Task objective: Count the lines in the records below that contain the string "Target", matching case exactly. Give only the number.

Data section:
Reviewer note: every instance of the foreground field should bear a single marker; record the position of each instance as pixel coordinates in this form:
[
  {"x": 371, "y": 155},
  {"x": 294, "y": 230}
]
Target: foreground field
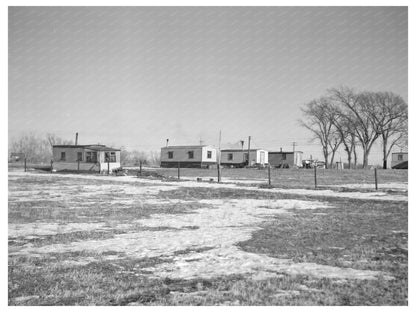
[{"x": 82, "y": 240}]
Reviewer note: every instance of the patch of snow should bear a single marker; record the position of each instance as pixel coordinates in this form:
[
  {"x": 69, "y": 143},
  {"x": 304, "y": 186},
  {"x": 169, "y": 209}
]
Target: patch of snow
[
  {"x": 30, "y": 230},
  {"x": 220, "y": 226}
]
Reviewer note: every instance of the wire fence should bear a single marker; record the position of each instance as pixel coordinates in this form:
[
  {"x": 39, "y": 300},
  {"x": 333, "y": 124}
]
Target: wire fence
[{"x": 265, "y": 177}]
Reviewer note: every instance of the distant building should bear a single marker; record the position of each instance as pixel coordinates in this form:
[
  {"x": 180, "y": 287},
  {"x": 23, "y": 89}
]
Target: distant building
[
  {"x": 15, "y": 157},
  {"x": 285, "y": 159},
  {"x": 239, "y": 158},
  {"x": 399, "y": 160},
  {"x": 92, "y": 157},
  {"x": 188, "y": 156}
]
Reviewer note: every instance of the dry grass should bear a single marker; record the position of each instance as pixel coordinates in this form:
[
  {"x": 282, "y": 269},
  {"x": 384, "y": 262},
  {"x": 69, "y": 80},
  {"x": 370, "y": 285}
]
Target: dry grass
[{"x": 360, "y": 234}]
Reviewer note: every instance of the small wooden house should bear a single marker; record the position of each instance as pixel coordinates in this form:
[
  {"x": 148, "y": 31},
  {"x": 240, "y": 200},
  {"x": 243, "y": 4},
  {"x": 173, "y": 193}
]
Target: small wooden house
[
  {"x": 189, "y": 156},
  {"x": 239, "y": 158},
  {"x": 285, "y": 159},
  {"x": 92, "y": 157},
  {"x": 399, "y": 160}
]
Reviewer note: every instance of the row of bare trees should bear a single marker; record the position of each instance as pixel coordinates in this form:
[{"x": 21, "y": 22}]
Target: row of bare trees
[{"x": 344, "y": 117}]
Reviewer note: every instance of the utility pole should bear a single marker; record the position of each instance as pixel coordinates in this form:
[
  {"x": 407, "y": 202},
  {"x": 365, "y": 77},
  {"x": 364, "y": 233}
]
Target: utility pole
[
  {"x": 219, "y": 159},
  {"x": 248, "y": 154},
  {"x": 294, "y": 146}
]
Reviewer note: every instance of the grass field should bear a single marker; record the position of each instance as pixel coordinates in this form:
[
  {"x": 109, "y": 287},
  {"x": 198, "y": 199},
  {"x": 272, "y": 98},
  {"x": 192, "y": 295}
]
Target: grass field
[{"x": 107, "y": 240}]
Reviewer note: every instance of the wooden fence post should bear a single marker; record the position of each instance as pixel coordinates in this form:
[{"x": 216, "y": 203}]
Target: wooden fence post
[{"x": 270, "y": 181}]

...

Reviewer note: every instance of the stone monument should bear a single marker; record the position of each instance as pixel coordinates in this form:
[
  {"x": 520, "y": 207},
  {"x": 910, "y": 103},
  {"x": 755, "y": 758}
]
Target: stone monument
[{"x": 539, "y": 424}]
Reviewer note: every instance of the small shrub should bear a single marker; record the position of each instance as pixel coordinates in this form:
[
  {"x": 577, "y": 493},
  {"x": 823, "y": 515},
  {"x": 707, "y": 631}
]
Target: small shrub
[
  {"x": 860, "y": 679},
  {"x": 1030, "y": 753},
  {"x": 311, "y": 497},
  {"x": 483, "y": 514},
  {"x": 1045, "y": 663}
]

Result: 12